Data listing
* * * *
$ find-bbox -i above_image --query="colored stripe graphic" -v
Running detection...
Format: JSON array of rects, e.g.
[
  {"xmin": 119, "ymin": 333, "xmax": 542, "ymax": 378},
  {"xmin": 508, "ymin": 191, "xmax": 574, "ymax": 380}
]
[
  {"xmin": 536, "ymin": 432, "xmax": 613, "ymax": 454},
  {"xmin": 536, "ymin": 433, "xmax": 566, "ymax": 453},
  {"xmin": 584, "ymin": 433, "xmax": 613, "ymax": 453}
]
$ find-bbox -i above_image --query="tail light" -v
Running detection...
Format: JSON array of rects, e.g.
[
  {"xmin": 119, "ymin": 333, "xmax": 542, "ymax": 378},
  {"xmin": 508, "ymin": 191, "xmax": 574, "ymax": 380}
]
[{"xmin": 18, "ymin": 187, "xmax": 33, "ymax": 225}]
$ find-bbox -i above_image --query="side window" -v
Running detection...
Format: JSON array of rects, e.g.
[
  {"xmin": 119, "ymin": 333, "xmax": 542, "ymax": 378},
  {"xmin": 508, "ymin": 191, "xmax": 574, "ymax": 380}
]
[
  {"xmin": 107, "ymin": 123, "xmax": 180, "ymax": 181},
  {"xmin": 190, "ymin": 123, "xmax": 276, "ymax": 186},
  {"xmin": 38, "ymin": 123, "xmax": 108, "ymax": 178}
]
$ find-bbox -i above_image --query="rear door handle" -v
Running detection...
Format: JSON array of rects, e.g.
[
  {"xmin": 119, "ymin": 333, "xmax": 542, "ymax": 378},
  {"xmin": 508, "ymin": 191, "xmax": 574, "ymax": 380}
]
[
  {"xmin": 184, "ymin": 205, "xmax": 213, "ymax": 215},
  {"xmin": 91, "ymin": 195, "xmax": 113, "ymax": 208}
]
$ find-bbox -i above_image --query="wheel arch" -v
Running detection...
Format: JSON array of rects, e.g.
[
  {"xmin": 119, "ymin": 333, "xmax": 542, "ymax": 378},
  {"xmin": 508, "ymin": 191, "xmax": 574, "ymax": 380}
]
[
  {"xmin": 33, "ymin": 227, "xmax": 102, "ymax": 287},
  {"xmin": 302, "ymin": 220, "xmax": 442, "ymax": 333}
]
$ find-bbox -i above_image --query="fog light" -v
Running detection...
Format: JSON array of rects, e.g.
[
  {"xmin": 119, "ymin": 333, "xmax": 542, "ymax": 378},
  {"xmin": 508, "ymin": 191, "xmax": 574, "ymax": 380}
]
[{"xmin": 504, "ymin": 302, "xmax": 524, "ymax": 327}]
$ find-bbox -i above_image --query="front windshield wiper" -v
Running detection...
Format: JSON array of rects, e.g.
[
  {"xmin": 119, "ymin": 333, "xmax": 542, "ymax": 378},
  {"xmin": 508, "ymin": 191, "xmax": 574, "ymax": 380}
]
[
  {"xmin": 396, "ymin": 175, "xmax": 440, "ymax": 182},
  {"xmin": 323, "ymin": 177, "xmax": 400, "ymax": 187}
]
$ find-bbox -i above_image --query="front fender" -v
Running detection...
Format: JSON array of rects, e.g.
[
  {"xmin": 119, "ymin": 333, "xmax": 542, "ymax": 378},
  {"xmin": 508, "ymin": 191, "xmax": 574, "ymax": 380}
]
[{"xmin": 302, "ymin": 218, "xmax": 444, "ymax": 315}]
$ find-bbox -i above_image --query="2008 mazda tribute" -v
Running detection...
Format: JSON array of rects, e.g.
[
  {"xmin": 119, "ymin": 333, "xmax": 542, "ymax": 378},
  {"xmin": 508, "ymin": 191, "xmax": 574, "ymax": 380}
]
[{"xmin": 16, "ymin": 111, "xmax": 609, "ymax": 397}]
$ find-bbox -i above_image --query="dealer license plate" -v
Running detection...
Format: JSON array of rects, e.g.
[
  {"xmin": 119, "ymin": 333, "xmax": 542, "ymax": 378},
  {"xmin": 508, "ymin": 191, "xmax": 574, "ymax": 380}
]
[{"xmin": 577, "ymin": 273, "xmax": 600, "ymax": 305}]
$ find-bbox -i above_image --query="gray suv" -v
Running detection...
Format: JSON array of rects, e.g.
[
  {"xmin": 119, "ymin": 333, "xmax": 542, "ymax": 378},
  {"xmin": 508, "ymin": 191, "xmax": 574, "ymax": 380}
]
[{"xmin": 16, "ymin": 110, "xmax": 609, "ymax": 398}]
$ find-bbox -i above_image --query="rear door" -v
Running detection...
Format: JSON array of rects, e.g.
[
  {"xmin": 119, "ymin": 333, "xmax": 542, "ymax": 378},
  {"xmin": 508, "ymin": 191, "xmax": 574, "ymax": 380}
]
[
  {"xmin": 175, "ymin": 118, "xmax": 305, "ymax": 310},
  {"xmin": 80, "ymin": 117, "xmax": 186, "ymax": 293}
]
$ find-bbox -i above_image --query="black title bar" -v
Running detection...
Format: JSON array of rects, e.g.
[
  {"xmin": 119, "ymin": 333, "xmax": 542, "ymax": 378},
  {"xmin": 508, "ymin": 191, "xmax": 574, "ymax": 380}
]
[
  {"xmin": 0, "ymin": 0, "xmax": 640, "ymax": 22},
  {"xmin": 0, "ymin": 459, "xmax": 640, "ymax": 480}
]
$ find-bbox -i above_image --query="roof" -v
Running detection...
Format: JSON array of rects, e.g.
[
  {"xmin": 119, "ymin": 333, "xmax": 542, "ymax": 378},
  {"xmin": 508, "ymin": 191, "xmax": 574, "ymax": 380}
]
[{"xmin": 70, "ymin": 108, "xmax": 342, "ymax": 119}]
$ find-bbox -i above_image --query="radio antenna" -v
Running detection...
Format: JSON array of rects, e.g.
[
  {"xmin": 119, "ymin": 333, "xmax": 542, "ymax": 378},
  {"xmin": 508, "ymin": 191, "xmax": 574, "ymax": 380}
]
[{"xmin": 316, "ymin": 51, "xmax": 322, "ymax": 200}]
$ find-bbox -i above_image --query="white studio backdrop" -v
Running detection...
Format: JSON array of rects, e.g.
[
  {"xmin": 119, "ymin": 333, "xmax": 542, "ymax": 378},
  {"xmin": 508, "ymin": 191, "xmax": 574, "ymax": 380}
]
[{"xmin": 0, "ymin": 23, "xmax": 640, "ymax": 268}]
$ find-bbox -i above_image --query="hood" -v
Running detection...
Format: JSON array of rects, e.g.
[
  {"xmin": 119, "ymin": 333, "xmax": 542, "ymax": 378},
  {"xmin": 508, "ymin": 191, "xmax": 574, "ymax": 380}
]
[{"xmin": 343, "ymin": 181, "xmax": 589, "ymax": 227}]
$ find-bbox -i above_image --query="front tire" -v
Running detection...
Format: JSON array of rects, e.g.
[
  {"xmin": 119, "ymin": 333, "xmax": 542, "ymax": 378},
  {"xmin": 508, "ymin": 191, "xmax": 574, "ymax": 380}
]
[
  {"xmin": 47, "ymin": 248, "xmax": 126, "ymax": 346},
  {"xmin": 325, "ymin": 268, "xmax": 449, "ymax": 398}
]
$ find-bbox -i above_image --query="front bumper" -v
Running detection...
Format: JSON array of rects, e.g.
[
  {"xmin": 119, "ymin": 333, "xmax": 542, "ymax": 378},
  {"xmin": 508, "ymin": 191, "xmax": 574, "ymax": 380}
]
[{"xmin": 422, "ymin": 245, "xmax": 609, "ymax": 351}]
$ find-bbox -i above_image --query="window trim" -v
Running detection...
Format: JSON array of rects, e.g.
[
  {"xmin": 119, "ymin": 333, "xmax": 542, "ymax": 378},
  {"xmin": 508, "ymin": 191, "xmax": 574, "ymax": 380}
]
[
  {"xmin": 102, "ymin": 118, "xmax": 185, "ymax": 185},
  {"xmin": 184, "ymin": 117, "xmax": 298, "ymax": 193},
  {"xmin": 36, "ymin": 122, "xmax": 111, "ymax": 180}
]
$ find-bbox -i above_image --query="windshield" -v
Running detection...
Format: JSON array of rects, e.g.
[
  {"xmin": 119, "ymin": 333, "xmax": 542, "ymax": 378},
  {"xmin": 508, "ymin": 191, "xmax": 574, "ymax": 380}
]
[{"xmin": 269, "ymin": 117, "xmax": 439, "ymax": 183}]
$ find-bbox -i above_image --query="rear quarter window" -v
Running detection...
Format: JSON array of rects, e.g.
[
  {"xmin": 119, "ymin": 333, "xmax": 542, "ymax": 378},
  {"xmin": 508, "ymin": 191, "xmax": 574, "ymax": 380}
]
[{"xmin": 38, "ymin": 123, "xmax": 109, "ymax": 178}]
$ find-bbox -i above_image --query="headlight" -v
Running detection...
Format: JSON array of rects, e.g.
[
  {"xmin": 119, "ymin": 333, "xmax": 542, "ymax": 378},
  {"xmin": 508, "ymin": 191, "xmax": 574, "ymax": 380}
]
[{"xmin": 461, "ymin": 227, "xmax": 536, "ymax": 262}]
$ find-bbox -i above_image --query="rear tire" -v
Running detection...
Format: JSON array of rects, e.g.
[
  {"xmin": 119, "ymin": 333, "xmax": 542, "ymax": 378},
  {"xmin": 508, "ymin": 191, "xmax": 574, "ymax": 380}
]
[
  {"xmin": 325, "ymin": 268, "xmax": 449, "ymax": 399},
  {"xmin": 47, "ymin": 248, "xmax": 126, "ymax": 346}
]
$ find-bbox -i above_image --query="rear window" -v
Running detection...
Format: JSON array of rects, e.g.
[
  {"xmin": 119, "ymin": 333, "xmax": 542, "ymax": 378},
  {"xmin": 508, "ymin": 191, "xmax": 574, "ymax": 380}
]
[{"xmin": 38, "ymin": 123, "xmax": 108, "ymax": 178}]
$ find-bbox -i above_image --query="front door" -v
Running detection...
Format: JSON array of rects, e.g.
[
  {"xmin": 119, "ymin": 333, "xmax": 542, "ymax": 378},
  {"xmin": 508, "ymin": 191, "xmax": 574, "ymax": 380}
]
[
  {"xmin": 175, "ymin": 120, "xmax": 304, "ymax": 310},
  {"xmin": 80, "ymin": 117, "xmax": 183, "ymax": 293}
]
* * * *
PROMPT: How many lines of the material above contain the string "tire"? Case counts, so reply with that number alone.

TASK SOLUTION: 2